そして、またルルーシュは第1作の53年後の今年2019年に第3弾として、88歳のジャン=ルイ・トランティニャンと87歳のアヌーク・エーメ主演のLes plus belles années d'une vieを再びドーヴィルで撮影しています。原題は「人生で最も美しい年月」といった意味。これは53年前のことなのでしょう。でも53年後の今のことかも…。日本で公開されたら確かめに行きましょう。
この曲の歌詞はすべて未来形で書かれ、ドーヴィルでの二人の時間を予測し、またそれを振り返ることも予測しているような、ちょっと不思議な視点です。ひょっとしたら、この曲はルルーシュの映画を念頭に置いて作られたのではないでしょうか?この未来形のニュアンスは、20年後にかつての二人を題材にした映画を作ろうとしている視点のように思えるのですが…。

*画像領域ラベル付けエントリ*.
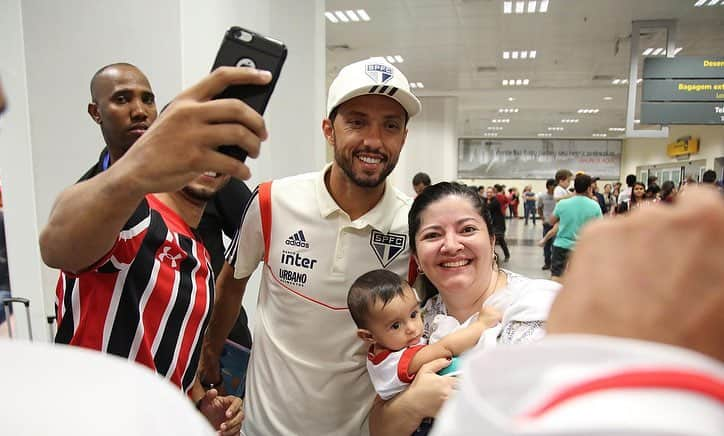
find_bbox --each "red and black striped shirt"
[55,195,214,392]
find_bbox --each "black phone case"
[211,26,287,162]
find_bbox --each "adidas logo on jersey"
[284,230,309,248]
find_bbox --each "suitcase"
[3,297,33,341]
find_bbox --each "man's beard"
[181,186,217,204]
[334,146,397,188]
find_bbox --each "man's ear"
[88,102,102,124]
[322,118,334,147]
[357,329,377,345]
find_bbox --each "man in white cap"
[200,58,421,436]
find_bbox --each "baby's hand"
[478,306,503,329]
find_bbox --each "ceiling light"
[334,11,349,23]
[344,10,359,22]
[357,9,370,21]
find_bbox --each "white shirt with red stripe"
[367,339,426,400]
[233,166,411,436]
[432,335,724,436]
[55,195,214,391]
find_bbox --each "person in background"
[40,68,271,435]
[660,180,676,203]
[603,183,618,212]
[412,173,432,195]
[508,188,520,219]
[485,185,510,262]
[538,179,556,271]
[523,185,536,226]
[591,177,608,215]
[433,187,724,436]
[553,169,573,202]
[79,62,251,354]
[543,174,603,281]
[0,183,12,325]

*依頼内容*. 上に示したドーヴィルと映画についての抜粋から、「この曲の歌詞はすべて未来形で」という語句を含むところで始まり「点のように思えるのですが…。」で終わる部分を、一字も変えずに出力してください。

*結果*.
この曲の歌詞はすべて未来形で書かれ、ドーヴィルでの二人の時間を予測し、またそれを振り返ることも予測しているような、ちょっと不思議な視点です。ひょっとしたら、この曲はルルーシュの映画を念頭に置いて作られたのではないでしょうか?この未来形のニュアンスは、20年後にかつての二人を題材にした映画を作ろうとしている視点のように思えるのですが…。